- [Dataset excerpts]:
···
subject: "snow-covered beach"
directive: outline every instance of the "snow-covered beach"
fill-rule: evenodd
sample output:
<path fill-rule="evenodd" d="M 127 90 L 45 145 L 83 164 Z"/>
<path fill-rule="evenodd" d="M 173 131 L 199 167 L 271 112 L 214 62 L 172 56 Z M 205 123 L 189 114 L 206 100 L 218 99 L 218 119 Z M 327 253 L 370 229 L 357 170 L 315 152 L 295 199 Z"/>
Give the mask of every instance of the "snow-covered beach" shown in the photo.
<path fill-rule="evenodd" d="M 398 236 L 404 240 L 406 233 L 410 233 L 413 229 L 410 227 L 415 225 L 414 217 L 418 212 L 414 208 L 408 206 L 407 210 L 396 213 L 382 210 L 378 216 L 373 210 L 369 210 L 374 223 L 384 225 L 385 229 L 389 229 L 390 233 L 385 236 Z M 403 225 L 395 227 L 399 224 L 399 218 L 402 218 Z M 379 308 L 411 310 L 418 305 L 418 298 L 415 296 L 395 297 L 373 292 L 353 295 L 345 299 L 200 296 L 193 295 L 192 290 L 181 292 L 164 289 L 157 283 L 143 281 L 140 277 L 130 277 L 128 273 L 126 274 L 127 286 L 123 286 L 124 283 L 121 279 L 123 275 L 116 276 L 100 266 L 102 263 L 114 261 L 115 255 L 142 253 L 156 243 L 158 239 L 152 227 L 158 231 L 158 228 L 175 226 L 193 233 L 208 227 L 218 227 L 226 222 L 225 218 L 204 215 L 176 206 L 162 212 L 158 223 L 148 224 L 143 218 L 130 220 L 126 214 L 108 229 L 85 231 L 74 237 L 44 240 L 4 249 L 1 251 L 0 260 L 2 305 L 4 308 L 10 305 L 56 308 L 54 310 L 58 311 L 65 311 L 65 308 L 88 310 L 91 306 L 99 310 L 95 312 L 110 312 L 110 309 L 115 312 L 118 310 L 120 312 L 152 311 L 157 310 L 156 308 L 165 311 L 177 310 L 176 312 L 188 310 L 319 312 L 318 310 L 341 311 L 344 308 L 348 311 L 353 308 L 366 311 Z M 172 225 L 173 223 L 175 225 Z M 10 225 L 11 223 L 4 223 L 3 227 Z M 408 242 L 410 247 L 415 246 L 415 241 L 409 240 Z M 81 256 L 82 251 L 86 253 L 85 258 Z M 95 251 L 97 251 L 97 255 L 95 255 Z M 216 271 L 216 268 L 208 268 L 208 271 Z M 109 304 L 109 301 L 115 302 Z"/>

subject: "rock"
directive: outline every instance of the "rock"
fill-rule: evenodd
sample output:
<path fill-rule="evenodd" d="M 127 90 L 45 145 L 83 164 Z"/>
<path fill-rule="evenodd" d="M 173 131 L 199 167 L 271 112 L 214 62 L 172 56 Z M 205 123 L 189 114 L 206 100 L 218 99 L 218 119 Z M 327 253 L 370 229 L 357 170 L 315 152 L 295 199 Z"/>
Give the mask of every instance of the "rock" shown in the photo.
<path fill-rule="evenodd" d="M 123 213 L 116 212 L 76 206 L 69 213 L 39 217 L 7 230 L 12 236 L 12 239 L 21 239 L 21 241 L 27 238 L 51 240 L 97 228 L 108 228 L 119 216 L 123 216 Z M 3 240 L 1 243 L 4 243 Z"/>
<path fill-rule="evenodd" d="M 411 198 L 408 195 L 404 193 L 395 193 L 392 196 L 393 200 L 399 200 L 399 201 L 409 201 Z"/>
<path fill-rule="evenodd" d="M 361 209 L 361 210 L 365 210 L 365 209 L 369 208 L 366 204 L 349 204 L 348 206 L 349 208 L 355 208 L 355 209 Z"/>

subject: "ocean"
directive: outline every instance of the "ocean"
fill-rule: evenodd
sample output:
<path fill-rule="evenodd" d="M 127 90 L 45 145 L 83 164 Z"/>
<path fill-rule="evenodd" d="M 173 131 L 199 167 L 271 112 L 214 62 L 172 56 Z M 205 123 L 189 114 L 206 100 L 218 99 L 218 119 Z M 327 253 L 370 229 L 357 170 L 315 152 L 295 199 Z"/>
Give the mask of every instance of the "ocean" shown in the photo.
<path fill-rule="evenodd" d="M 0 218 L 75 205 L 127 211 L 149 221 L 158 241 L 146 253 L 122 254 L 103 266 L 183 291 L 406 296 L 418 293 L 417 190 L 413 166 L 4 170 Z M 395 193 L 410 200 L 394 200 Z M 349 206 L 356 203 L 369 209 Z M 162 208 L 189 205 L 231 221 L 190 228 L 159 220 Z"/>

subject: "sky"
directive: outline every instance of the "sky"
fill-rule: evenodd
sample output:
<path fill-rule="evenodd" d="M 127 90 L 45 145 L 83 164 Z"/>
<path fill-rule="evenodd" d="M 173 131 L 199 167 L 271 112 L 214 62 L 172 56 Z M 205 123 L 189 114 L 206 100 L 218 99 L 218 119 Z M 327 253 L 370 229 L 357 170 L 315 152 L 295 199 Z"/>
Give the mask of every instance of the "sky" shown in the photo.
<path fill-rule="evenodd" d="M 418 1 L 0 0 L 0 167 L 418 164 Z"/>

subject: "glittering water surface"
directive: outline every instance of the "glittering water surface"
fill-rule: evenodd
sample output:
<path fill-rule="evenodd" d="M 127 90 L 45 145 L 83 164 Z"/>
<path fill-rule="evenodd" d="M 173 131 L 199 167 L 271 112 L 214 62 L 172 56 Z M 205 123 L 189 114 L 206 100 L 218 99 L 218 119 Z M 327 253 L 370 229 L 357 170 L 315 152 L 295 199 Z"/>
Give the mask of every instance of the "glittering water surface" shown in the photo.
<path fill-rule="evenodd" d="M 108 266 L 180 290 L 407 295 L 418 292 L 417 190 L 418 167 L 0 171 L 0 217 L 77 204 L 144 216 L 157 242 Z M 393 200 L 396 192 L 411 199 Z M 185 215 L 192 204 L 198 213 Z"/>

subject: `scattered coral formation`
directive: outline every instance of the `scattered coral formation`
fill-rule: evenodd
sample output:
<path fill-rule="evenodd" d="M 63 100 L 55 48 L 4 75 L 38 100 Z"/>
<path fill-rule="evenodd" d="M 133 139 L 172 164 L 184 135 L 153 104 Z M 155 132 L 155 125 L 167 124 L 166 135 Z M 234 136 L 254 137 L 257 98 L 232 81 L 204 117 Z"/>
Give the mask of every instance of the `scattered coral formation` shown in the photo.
···
- [Exercise instructions]: Return, unchanged, the lines from the very first line down through the line containing "398 236 L 404", with both ends included.

- [Expected answer]:
subject: "snow-covered beach"
directive: outline every instance of the "snow-covered beach"
fill-rule: evenodd
sample output:
<path fill-rule="evenodd" d="M 127 90 L 45 145 L 83 164 Z"/>
<path fill-rule="evenodd" d="M 173 131 L 199 167 L 271 112 L 214 62 L 172 56 Z M 205 123 L 189 114 L 206 100 L 218 99 L 218 119 Z M 327 253 L 370 229 L 357 170 L 315 152 L 295 199 Z"/>
Give the mask of every instance of the "snow-covered beach" shown in the photo.
<path fill-rule="evenodd" d="M 398 236 L 404 240 L 406 233 L 410 233 L 413 229 L 410 227 L 415 225 L 414 217 L 418 212 L 414 208 L 408 206 L 407 210 L 396 213 L 382 210 L 378 216 L 373 210 L 369 210 L 374 223 L 384 225 L 385 229 L 389 229 L 390 233 L 385 236 Z M 403 225 L 395 227 L 399 224 L 399 218 L 402 218 Z M 379 308 L 411 310 L 418 305 L 418 298 L 415 296 L 395 297 L 373 292 L 353 295 L 345 299 L 200 296 L 193 295 L 192 290 L 181 292 L 164 289 L 157 283 L 143 281 L 140 277 L 130 277 L 128 273 L 126 274 L 127 286 L 123 286 L 124 283 L 121 279 L 123 275 L 116 276 L 100 266 L 102 263 L 114 261 L 115 255 L 142 253 L 156 243 L 158 239 L 152 227 L 158 231 L 158 228 L 175 226 L 193 233 L 208 227 L 218 227 L 226 222 L 225 218 L 204 215 L 176 206 L 162 212 L 158 223 L 148 224 L 143 218 L 130 220 L 126 214 L 108 229 L 85 231 L 74 237 L 44 240 L 4 249 L 1 251 L 0 260 L 2 305 L 4 308 L 10 305 L 56 308 L 54 310 L 58 311 L 65 311 L 65 308 L 88 310 L 91 306 L 99 310 L 95 312 L 110 312 L 110 309 L 115 312 L 118 310 L 120 312 L 152 311 L 157 310 L 156 308 L 165 311 L 177 310 L 176 312 L 188 310 L 319 312 L 318 310 L 341 311 L 344 308 L 348 311 L 353 308 L 366 311 Z M 172 225 L 173 223 L 175 225 Z M 10 225 L 11 223 L 4 223 L 3 227 Z M 408 242 L 410 247 L 415 246 L 415 241 L 409 240 Z M 81 256 L 82 251 L 86 253 L 85 258 Z M 95 251 L 97 251 L 97 255 L 95 255 Z M 216 271 L 216 268 L 208 268 L 208 271 Z M 109 304 L 109 301 L 115 302 Z"/>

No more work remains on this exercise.